Quoted text:
-- start --
The question using discrete-event simulation to silmulate the operation of a multiprogramming Operating System.Your data structures must be your own, and you cannot use the C++ standard template library: you must make generic data structures (a Queue and an ordered list/priority queue) using your own linked structures and making use of C++'s object-orientation features. In particular, you should have a polymorphic hierarchy of data items to go into generic data structures, and a polymorphic hierarchy of Events.

Details:

A data file is used to drive the simulation. The data file will be ordered by time, so you must have only one arrival event in the event list at any time. Each arrival must cause the next arrival event to be read. Each Process will get an ID number (start at 1) when it arrives, and each new Process will have an ID one higher than that before it. You must use a C++ static variable to keep track of the next Process number to be generated.

There are seven events that can happen to any Process:

An Arrival occurs when the Process is submitted. If no Process is currently executing on the CPU, you should schedule a StartCPU event; otherwise the Process is entered in a queue of Processes waiting for their turn to execute on the CPU. (Use a strict FCFS queuing discipline.)

A StartCPU event causes the Process to be scheduled to execute on the CPU. Our OS supports timesharing: each Process may use the CPU for a maximum time quantum of 4 time units. Note that a real OS does not know beforehand if a Process will exhaust its time quantum, but in our simulation model, we know the length of a CPU burst, so we know whether the process will timeout (you should schedule a Timeout event) or complete the burst (you should schedule a CompleteCPU event).
-- end --
Supplied records:
-- start --
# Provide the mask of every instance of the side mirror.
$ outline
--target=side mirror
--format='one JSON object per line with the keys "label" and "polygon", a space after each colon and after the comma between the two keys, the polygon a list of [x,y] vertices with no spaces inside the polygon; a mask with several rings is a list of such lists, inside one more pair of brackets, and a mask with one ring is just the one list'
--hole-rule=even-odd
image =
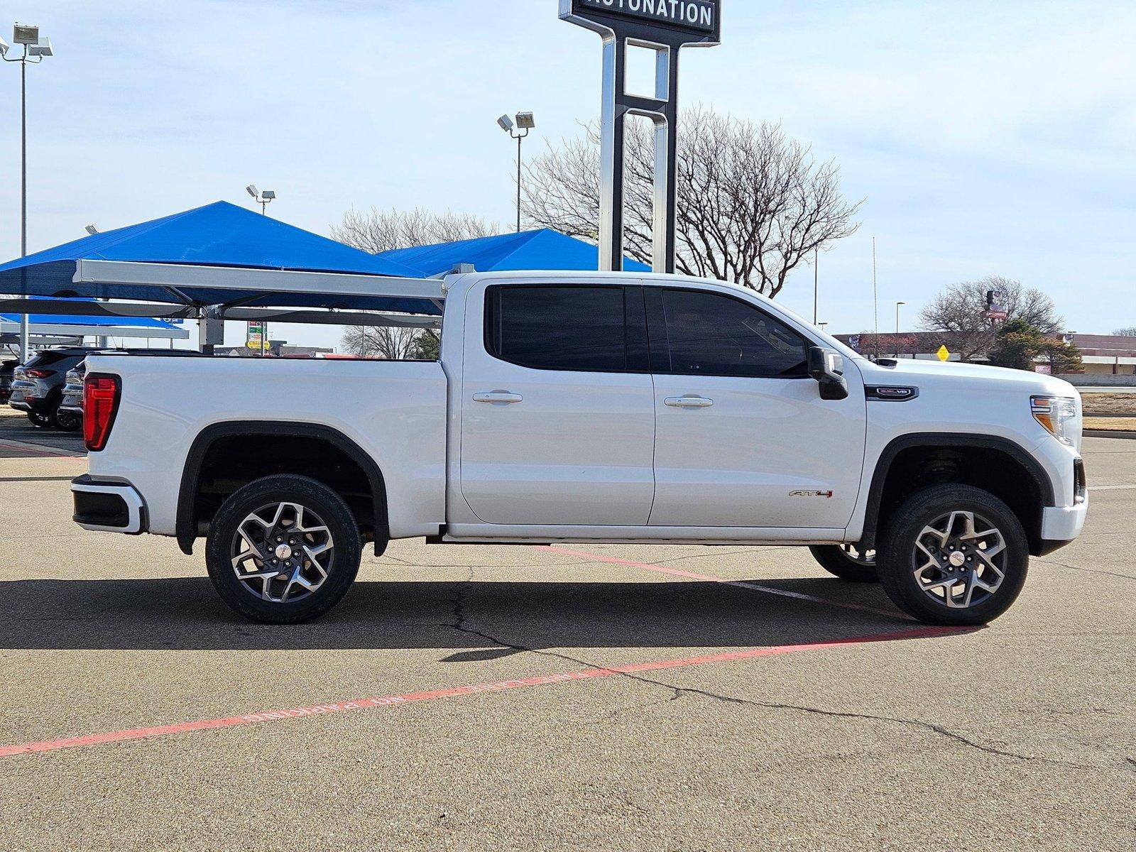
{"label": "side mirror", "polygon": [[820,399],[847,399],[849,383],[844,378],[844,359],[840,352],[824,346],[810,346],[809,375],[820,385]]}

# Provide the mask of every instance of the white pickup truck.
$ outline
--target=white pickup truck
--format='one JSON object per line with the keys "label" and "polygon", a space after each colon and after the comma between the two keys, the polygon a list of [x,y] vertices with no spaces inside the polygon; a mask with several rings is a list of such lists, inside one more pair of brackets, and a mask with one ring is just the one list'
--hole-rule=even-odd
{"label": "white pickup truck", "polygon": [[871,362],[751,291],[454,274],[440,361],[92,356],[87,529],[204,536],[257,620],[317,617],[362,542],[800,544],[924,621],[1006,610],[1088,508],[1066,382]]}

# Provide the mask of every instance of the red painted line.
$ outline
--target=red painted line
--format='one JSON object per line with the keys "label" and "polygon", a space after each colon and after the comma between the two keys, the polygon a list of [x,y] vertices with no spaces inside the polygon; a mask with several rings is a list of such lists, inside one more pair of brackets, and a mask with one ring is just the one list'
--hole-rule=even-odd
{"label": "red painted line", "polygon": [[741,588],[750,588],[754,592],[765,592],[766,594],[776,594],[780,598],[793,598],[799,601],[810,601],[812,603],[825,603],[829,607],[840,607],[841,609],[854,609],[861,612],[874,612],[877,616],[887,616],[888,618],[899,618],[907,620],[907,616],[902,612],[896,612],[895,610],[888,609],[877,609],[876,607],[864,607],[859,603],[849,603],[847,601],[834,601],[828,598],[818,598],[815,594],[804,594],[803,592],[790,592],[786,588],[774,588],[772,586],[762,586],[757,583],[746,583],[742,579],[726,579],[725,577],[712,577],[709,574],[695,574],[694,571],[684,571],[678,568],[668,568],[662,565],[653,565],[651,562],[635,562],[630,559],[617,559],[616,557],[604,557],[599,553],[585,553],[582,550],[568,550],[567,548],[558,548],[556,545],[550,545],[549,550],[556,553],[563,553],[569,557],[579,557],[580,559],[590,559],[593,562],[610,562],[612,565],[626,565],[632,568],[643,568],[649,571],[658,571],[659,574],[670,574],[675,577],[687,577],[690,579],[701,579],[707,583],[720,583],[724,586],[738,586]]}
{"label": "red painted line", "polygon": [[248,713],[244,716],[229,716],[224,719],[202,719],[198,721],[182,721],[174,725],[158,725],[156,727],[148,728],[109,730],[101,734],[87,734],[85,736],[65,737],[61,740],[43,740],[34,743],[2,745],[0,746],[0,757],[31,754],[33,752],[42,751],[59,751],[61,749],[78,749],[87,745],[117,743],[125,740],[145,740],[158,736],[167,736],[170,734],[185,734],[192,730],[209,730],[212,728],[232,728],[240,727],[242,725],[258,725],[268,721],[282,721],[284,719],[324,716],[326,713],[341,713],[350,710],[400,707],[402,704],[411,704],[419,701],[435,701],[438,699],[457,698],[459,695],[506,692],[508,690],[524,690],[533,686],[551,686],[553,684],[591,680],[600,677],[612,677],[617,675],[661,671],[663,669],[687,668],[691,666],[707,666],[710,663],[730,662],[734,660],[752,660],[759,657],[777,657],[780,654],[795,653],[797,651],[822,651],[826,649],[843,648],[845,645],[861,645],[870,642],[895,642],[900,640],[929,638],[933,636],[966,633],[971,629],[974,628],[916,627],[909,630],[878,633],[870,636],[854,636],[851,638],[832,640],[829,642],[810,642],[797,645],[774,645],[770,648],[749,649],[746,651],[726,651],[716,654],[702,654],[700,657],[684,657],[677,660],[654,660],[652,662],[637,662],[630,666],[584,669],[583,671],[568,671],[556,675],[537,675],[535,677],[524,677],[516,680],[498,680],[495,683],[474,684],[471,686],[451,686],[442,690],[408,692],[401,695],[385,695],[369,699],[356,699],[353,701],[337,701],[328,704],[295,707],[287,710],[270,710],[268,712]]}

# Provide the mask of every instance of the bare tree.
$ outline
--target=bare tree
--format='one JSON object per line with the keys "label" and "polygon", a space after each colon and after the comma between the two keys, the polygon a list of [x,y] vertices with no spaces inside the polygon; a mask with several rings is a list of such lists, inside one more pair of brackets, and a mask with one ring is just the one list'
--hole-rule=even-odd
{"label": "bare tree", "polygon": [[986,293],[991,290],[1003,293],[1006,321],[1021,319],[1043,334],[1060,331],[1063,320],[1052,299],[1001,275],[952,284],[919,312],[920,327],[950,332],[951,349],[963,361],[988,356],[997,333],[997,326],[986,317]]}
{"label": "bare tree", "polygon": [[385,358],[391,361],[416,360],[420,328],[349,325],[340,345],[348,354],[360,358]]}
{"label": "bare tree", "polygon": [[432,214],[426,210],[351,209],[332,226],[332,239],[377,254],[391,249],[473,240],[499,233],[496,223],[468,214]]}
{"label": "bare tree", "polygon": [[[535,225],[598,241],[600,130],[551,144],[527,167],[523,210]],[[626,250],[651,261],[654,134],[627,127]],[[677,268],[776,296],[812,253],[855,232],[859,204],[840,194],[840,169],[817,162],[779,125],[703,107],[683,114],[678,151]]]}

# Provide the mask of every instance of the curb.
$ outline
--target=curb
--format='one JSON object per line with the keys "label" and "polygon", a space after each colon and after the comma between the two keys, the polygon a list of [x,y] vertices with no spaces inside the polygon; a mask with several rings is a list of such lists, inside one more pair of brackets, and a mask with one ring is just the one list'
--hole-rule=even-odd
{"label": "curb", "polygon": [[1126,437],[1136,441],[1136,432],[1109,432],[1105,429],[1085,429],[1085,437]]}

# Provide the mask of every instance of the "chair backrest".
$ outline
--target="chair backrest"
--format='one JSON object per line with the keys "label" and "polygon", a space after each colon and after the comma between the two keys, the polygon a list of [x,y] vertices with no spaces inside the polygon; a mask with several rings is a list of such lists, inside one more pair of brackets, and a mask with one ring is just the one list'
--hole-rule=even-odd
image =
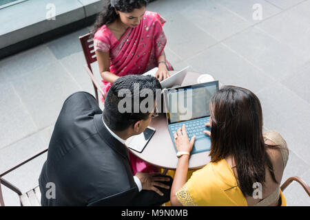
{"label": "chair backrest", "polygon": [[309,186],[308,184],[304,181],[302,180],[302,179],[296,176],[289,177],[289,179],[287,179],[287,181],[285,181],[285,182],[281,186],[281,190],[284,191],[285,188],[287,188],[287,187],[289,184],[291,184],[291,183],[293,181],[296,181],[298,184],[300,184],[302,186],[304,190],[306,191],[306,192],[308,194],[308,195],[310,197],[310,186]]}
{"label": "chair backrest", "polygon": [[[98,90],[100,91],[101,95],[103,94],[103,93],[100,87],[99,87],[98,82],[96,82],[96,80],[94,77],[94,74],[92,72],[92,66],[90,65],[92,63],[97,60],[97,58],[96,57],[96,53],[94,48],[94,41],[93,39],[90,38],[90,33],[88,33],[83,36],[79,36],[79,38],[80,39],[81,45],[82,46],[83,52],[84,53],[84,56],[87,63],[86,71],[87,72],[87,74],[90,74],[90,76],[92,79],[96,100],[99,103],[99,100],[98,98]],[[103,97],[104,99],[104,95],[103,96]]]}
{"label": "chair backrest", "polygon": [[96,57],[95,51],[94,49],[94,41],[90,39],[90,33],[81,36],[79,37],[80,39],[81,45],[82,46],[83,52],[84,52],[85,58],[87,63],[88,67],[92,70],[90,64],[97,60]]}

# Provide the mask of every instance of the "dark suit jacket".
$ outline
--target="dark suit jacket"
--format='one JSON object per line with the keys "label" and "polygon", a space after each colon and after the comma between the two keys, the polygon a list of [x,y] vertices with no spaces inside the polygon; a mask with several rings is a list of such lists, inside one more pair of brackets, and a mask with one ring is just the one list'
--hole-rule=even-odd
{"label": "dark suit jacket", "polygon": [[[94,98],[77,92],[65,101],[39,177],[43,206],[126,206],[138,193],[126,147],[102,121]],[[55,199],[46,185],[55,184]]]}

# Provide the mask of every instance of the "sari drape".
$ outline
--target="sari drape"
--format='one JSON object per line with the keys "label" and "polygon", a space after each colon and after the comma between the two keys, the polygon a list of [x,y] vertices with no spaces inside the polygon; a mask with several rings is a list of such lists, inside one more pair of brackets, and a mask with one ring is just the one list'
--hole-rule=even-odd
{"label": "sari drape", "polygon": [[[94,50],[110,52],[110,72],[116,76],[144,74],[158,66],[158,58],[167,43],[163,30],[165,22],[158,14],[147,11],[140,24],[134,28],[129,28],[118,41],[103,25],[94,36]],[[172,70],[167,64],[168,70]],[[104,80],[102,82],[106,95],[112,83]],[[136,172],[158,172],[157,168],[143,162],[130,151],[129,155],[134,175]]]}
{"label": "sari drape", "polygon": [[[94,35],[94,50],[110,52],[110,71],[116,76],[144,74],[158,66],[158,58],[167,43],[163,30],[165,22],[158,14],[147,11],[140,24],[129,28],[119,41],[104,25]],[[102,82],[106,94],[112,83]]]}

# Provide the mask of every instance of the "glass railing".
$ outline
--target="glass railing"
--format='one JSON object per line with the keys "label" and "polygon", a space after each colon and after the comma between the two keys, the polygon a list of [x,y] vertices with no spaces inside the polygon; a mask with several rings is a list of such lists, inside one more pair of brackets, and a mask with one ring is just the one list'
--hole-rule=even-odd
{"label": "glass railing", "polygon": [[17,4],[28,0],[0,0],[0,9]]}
-- end --
-- start --
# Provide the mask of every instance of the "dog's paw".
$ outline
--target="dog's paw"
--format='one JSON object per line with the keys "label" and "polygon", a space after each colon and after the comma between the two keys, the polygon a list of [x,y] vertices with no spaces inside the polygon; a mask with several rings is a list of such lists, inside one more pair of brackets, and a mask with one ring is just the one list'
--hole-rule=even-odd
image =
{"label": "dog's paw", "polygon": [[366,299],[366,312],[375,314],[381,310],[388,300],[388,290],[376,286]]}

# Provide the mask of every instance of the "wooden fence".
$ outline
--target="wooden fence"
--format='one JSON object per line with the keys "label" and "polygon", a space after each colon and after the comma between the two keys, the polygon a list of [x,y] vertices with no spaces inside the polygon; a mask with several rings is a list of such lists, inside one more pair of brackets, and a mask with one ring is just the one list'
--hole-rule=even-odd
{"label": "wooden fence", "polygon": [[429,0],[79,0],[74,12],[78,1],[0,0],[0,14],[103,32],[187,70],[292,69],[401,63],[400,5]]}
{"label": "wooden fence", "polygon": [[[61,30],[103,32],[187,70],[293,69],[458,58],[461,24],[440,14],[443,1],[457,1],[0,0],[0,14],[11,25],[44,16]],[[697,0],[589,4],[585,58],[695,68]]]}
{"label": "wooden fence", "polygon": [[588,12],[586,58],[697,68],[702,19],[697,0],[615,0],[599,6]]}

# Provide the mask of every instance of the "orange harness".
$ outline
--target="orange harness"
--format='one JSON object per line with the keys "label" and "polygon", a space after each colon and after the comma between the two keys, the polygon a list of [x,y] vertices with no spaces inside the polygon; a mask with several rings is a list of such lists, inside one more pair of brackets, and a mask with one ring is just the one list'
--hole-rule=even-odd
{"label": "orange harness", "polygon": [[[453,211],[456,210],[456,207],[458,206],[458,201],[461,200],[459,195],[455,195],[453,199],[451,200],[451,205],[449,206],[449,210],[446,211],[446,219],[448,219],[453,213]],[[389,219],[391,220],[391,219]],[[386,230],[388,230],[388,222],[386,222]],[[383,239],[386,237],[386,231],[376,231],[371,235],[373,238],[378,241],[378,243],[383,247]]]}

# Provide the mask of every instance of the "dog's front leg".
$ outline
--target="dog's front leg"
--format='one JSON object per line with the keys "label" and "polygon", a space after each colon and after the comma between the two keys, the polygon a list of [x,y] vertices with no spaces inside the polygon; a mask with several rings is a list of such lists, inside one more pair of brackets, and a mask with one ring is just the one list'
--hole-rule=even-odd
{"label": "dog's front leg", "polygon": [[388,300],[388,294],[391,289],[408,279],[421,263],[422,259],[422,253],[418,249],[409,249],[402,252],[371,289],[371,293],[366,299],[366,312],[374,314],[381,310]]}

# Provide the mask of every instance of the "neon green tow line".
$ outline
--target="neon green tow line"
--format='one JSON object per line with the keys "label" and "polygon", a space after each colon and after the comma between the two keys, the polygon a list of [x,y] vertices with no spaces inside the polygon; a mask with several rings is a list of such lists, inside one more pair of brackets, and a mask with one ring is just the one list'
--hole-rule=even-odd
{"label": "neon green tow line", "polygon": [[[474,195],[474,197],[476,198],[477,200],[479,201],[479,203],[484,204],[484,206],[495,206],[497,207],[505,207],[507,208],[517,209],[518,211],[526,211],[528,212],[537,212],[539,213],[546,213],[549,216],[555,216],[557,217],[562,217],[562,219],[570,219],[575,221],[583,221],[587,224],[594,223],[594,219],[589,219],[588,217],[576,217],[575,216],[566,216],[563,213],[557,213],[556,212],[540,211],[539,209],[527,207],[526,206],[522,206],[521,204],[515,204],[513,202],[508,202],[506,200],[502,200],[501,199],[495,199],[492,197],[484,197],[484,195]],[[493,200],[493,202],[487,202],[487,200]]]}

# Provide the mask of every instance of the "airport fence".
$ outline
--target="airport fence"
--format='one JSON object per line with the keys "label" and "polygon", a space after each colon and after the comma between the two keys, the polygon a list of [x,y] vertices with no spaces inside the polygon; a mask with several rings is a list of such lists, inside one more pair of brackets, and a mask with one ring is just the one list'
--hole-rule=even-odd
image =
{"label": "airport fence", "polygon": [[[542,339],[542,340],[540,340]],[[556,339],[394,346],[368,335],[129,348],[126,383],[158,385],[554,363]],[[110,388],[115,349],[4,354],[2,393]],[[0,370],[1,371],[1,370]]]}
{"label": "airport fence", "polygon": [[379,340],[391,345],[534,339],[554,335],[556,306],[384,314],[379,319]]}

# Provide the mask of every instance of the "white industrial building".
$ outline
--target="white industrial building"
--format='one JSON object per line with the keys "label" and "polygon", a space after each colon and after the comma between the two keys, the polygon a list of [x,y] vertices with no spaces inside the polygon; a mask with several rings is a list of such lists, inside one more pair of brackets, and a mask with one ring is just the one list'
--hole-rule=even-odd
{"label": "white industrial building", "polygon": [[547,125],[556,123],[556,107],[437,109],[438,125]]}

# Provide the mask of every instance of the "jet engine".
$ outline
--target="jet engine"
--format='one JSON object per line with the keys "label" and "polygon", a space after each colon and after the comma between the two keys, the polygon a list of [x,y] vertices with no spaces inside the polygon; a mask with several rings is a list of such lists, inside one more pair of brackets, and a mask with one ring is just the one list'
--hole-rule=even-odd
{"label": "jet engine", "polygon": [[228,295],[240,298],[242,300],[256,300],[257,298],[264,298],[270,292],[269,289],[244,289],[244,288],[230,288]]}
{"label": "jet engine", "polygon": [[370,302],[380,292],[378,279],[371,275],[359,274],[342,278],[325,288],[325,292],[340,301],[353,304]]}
-- end --
-- start --
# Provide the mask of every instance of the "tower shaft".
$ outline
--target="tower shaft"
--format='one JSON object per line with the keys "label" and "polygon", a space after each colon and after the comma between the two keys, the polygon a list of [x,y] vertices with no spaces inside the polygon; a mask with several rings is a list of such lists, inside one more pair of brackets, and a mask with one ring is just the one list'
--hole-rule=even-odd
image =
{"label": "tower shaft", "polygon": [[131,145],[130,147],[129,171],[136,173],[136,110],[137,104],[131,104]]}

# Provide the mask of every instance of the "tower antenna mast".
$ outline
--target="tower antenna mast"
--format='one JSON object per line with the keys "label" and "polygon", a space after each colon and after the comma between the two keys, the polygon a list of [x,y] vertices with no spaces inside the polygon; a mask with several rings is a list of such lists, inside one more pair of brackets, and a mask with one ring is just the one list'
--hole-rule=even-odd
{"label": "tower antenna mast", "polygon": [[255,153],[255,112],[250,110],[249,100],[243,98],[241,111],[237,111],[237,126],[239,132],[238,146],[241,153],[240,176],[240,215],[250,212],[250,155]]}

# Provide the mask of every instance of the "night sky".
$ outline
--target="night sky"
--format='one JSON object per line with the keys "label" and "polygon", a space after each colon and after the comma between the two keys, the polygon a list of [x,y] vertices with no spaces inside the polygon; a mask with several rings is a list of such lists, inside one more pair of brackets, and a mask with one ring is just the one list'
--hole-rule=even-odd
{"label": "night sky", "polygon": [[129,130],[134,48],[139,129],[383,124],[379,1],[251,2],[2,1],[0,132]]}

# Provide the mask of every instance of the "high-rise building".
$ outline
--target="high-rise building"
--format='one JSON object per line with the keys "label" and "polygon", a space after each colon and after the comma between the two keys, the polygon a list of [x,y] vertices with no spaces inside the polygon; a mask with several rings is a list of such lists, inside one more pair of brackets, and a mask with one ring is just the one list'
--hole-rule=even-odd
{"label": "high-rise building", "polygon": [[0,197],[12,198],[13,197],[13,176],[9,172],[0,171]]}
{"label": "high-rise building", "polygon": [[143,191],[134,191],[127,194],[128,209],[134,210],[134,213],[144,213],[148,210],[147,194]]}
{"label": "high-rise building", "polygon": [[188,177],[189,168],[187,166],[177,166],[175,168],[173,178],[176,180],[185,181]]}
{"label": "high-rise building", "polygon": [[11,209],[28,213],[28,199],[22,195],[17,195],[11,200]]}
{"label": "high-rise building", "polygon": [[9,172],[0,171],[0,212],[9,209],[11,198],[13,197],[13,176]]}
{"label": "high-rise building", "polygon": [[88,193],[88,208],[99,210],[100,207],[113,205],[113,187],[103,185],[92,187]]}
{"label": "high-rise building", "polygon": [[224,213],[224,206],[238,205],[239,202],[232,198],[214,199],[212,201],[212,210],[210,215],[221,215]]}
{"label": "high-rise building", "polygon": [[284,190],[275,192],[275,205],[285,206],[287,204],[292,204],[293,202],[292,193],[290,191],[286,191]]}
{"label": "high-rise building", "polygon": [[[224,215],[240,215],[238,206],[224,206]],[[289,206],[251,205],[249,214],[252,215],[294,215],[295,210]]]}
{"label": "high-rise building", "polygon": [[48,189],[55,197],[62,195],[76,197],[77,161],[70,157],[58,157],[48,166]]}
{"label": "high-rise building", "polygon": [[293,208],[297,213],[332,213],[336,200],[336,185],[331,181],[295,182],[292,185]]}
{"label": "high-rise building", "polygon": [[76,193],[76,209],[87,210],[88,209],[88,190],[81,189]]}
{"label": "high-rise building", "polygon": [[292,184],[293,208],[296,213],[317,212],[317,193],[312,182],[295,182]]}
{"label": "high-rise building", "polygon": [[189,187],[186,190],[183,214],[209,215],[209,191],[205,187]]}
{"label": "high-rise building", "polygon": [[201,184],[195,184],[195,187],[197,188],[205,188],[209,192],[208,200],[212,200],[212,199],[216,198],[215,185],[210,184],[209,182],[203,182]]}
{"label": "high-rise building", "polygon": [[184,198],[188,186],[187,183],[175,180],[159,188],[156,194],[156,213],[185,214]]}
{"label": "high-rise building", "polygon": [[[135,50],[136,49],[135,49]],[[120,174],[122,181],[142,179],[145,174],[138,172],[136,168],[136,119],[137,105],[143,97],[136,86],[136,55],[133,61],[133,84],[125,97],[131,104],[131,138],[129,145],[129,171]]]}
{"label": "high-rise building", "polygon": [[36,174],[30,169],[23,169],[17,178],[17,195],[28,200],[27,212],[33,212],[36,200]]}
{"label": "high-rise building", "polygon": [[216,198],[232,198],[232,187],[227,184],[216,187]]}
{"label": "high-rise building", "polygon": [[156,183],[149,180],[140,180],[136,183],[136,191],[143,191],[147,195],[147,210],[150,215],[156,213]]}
-- end --
Directions:
a) In the operating system simulation assignment, why can a StartCPU event schedule either a Timeout event or a CompleteCPU event in advance? Answer in one to three sentences.
b) Carry on the operating system simulation assignment from the point at which it stops.
The data plays no part in what is asked here.

Answers per task:
a) In the simulation model, the length of each CPU burst is known beforehand, so it is known whether the Process will exhaust its time quantum of 4 time units. A real OS lacks this knowledge, but the simulation can therefore schedule a Timeout event or a CompleteCPU event at the start of execution.

b)
A CompleteCPU event occurs when the Process completes a CPU burst. The Process will either have more bursts to process (the next one will be an I/O burst), or it will have finished its processing, and an ExitEvent should be scheduled. Be sure to check if there are Processes waiting their turn to execute, and schedule the first one on the queue to start execution.

A Timeout event occurs when the process exhausts its time quantum. The Process goes to the back of the queue and wait for another turn, to continue executing the CPU burst. Again, check the queue of waiting processes.

A StartIO event causes the Process to start an I/O operation. I/O operations are not timeshared; a Process gets to complete its entire I/O burst once it starts.

A CompleteIO event occurs when a Process completes an I/O operation. Be sure to check if there are Processes waiting to start an I/O operation. As with the CompleteCPU event, the Process will either have finished its processing, or have more bursts to be scheduled.

An Exit event occurs once the Process has completed all its CPU and I/O bursts and leaves the system. Final statistics are gathered about the execution of this Process.

You will need to maintain a list of future events in order by time. During the simulation process, at any point where the time unit is the same for two events, the Process that arrived earlier should be handled first. This means that as the simulation goes on you will be maintaining a list of pending events that is ordered by primarily by time, but within time, ordered by Process number. There is one exception to this rule: If an Arrival and a Timeout event occur at the same time, the Arrival event always is placed first.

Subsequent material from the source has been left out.